== Page text ==
%%

Role: Wireless Operator (F Section)

Circuits: DETECTIVE, WHEELWRIGHT, CLERGYMAN

Codenames: Ambroise, Crinoline (wireless codename)

Fate: Captured, deported to Germany, executed

image of SOE agent Denise Bloch

Denise Bloch was born on 21 January 1916, the only daughter of Parisian Jews Jacques and Suzanne Bloch. She grew up in the capital with her three brothers, Jean‐Louis, Jean‐Claude, and the youngest, Jean‐Pierre, eight years her junior. When war came Jacques, Jean‐Louis and Jean‐Claude served with the French army: her father and Jean‐Louis were taken prisoner, but Jean‐Claude returned to France and later joined the resistance.

Over the next two years Denise gained her first experiences of leading a secret life, as she, Jean‐Claude and their mother adapted to living as Jews under Nazi rule, using false papers and constantly changing addresses to avoid police and Gestapo attention. By the summer of 1942 the situation in Paris had become extremely dangerous, and the family decided to move to the relative safety of Lyon, then still in the southern "free" or unoccupied zone of the country. They left at the right time, just evading the Vel d'hiv round‐up: one of the worst atrocities in the city's history, it resulted in the deportation of more than 12,000 Jews to the death camps. Adopting the surname "Barrault", Denise, Jean‐Pierre and her parents (her father had been released from captivity the previous year) were safely smuggled across the demarcation line and arrived in Lyon on 17 July.

Denise's underground career began the following month, after a meeting with local resistance chief René Piercy. He introduced her to Jean Aron, a Jewish engineer for Citroën who belonged to an SOE network run by Philippe de Crevoisier de Vomécourt, an aristocrat living at a country house near Limoges. Philippe was an invaluable organiser for SOE's French section, receiving incoming SOE agents and building up lines of communication with small groups reaching from Le Mans to Marseille. As Aron's assistant, Denise began delivering messages across the network, a tiring and often dangerous job. To improve her cover she faked an engagement to another of Aron's contacts, Dominique Mendelsohn.

By mid‐September de Vomécourt's organisation in Lyon had received two new agents, wireless operator Brian Stonehouse and courier Blanche Charlet, but relations within the network were becoming riddled with distrust: Charlet would lunch with Denise every day, but reported that she was a bad influence on Aron, while Denise worried about Stonehouse's lack of security: on one occasion he started talking English in middle of the street, insisting that "after the war you must come to Scotland to see my house".

On 24 October Charlet went to drop off some messages for Stonehouse, who was transmitting from a château in Feyzin, in Lyon's southern suburbs. Stonehouse had been at his wireless set in the attic for three hours that morning – easily enough time for them to track his signal down – and a few minutes after Charlet's arrival the French police knocked on the door. They were both arrested; later that day Denise and Aron were walking together in the city when by chance they suddenly recognised Stonehouse in the street, being escorted into a nearby police station.

%%

== Work request 1 ==
Using the Denise Bloch biography, decide whether each statement agrees with it: (a) Denise had three brothers; (b) Denise faked an engagement to Jean Aron; (c) Brian Stonehouse was transmitting from a château in Feyzin. Answer yes or no for each, quoting the exact words of the biography that settle it.
== Work request 2 ==
Pick up the Denise Bloch biography after its last sentence and continue it.
The rows after this are separate material with no connection to the Denise Bloch biography.

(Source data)
%%

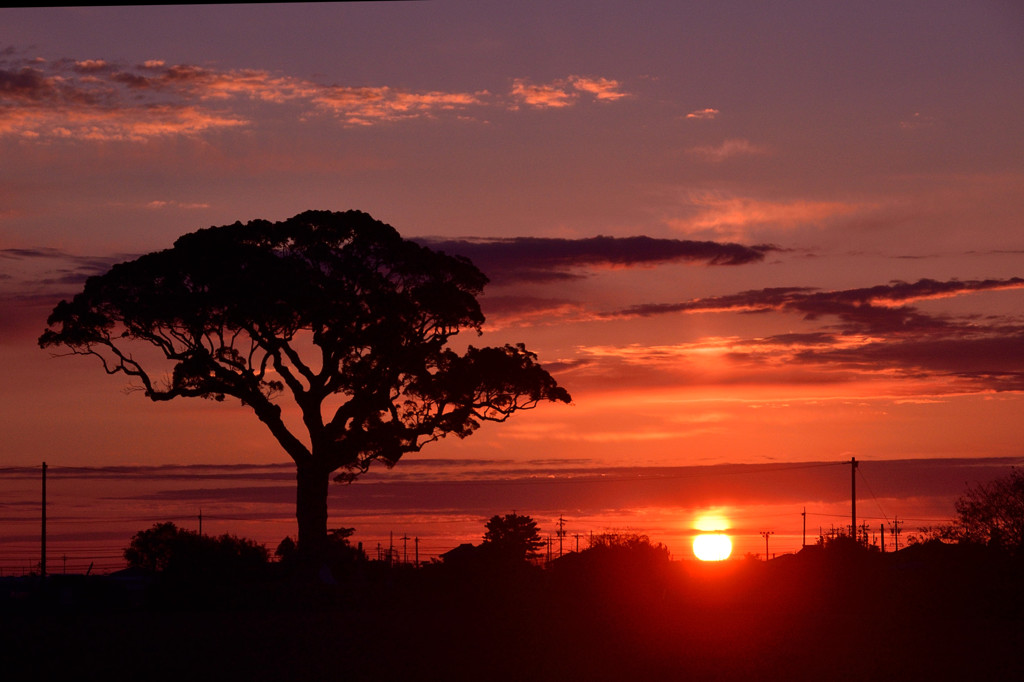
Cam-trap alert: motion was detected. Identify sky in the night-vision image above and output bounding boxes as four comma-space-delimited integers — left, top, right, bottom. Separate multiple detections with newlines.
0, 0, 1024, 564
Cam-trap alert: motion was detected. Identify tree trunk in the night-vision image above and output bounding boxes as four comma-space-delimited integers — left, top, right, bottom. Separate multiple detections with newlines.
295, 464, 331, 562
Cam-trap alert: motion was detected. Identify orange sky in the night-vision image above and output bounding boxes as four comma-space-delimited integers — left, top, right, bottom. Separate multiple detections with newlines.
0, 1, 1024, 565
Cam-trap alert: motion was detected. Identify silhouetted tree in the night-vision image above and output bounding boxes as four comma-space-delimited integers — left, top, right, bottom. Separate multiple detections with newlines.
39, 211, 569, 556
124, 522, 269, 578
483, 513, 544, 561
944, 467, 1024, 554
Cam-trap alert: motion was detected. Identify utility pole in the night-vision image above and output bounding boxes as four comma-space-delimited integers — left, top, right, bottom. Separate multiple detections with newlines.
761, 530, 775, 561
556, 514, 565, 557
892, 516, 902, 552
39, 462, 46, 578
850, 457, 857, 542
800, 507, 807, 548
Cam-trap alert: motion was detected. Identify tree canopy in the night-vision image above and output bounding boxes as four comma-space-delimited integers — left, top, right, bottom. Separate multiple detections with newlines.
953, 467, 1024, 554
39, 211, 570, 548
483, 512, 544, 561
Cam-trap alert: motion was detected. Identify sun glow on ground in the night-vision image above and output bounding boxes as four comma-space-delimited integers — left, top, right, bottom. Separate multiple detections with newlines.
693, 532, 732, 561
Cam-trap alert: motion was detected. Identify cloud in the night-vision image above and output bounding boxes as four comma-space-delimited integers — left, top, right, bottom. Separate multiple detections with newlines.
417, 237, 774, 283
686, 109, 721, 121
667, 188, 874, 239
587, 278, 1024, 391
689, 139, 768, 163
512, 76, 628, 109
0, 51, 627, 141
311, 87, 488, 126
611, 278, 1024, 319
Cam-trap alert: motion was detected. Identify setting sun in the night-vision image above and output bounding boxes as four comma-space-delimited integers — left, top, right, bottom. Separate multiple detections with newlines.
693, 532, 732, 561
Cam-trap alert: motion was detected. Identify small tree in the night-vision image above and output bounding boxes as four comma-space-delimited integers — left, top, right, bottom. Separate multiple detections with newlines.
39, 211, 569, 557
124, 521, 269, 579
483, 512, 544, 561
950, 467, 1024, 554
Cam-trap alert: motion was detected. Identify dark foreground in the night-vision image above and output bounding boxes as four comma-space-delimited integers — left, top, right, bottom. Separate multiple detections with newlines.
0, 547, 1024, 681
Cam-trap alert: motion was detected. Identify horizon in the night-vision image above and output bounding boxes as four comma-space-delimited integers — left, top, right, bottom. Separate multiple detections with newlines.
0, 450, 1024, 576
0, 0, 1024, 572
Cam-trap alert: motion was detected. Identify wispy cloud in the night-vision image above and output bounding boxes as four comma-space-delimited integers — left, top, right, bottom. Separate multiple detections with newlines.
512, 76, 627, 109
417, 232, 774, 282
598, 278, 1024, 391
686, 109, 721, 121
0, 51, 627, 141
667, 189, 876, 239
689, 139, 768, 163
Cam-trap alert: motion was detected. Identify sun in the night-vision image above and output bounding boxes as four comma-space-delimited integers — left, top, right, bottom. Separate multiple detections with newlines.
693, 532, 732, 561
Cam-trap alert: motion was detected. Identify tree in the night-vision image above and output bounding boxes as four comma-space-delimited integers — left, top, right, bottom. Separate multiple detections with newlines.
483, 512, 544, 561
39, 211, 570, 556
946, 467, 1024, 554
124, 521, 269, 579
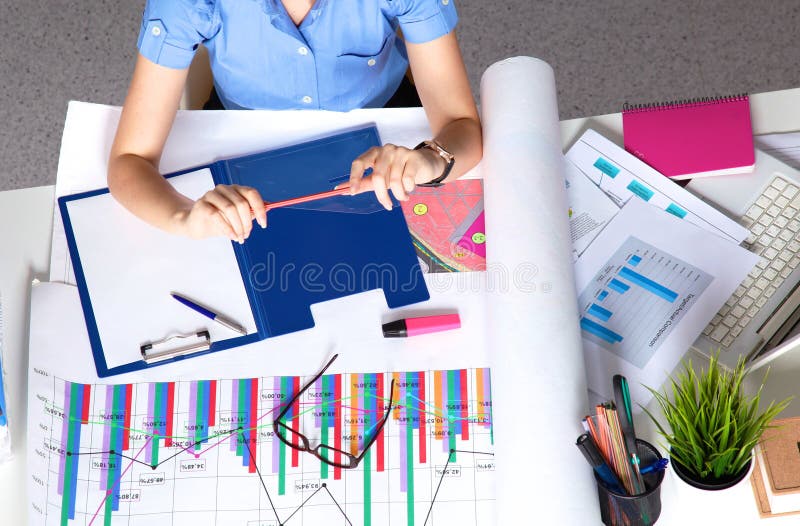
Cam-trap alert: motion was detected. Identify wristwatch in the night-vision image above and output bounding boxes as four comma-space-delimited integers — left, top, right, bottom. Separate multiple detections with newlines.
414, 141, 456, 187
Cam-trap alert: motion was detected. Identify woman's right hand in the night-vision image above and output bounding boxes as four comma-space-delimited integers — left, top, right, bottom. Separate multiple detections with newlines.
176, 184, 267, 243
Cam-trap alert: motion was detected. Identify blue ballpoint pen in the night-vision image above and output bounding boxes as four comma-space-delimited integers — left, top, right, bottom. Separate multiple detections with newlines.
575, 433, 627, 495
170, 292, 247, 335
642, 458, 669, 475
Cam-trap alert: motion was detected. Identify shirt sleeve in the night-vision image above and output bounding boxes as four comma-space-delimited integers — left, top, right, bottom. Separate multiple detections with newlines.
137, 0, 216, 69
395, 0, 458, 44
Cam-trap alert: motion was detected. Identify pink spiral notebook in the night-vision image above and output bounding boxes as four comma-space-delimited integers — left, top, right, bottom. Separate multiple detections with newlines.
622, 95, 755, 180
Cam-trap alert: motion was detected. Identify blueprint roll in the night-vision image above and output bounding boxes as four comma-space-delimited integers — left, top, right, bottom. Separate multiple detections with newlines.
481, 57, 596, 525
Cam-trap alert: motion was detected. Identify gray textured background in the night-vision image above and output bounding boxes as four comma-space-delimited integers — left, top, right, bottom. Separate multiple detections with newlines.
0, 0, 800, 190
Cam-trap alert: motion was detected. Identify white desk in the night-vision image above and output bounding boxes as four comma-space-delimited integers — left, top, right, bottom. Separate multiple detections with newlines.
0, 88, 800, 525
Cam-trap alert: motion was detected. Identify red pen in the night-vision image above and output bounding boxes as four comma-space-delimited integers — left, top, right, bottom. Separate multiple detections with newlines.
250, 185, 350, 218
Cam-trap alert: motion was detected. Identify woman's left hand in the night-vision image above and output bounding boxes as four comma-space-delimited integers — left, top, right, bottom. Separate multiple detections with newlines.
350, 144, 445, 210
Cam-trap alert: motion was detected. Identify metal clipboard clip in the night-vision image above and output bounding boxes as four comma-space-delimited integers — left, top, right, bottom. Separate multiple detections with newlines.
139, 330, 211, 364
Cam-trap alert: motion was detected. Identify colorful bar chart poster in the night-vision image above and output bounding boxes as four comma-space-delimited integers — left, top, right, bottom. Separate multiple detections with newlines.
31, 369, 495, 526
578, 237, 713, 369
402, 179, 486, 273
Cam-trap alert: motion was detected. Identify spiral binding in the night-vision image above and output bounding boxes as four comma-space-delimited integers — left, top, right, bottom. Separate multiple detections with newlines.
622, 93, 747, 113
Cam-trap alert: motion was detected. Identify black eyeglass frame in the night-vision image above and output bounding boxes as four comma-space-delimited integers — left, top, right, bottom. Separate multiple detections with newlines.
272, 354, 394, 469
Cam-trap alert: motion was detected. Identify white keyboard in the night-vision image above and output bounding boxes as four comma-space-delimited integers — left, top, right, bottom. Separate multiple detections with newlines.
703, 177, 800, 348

%%
%%

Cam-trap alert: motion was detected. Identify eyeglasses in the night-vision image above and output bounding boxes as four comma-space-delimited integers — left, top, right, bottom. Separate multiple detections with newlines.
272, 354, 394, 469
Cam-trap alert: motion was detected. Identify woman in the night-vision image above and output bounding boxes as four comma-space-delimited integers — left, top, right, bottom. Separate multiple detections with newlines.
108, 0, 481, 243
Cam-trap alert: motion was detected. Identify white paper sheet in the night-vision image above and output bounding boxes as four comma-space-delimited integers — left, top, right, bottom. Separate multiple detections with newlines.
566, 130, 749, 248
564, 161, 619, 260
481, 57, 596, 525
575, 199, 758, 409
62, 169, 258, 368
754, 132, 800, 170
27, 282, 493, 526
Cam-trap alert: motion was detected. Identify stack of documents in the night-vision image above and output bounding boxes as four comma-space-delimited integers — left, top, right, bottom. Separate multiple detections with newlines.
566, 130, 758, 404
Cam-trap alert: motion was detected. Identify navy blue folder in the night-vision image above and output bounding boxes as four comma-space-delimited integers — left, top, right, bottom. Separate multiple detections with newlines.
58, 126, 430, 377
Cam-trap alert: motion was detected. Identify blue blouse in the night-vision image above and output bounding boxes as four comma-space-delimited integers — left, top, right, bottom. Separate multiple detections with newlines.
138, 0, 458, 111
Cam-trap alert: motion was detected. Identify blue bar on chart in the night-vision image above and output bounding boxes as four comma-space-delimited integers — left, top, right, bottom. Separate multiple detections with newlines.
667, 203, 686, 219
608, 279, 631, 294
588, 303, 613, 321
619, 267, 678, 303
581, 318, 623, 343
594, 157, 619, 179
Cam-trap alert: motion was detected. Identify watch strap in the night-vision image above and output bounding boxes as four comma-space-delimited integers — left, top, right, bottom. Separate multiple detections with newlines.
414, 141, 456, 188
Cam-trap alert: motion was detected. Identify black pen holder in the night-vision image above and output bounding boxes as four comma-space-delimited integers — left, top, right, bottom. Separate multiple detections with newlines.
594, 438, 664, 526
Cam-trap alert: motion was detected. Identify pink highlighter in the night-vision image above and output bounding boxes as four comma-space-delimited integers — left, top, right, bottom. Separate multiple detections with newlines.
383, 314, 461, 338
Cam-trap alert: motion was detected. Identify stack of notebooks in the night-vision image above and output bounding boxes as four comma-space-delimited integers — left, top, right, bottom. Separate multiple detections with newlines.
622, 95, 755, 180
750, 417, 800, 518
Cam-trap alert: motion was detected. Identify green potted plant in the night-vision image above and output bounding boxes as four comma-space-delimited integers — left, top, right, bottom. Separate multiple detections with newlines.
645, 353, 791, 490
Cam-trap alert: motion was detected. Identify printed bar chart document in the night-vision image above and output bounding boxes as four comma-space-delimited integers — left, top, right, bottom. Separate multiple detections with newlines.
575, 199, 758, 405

%%

== Answer box 1 ==
(a) Yes: "She grew up in the capital with her three brothers"
(b) No: "she faked an engagement to another of Aron's contacts, Dominique Mendelsohn"
(c) Yes: "Stonehouse, who was transmitting from a château in Feyzin, in Lyon's southern suburbs"

== Answer box 2 ==
On 2 November, Adrien Hess (known as “L'Allemand”), another agent of de Vomecourt's running intelligence and sabotage groups along the Riviera, was arrested after Denise and Aron had collected his report in Marseille. When they arrived back in Lyon detectives were waiting for Aron at the train station, but fortunately Denise took a different exit and got away unseen. More arrests inevitably followed, and when de Vomécourt was finally taken into custody his network was effectively finished.

Denise laid low, finding a safe house in the fishing village of Villefranche‐sur‐Mer, just east of Nice; for some weeks she only ventured out occasionally to visit a salon to re‐dye her hair (she became a blonde after finding out the police had her photograph). Not daring to return to Lyon, she cut her ties and moved to Toulouse in the new year, where a new SOE agent, George Starr, had just arrived. He offered Denise a job working for his own WHEELWRIGHT circuit, setting her up at Agen as his courier.

Starr had no wireless operator to contact London and relied on help from the neighbouring PRUNUS circuit in Toulouse, run by 21‐year‐old organiser Maurice Pertschuk. Denise thought he looked like a shabby imitation of French actor Jean‐Louis Barrault and later described him in unflattering terms: "very thin, looks half‐dead, face as if cut in wood, filthy dirty hair falling over his nose, could easily pass as French". They started to meet regularly at a café in the city, but on Monday 12 April he looked more worried than usual. A few hours later he was arrested, and within a week his whole network was put out of action.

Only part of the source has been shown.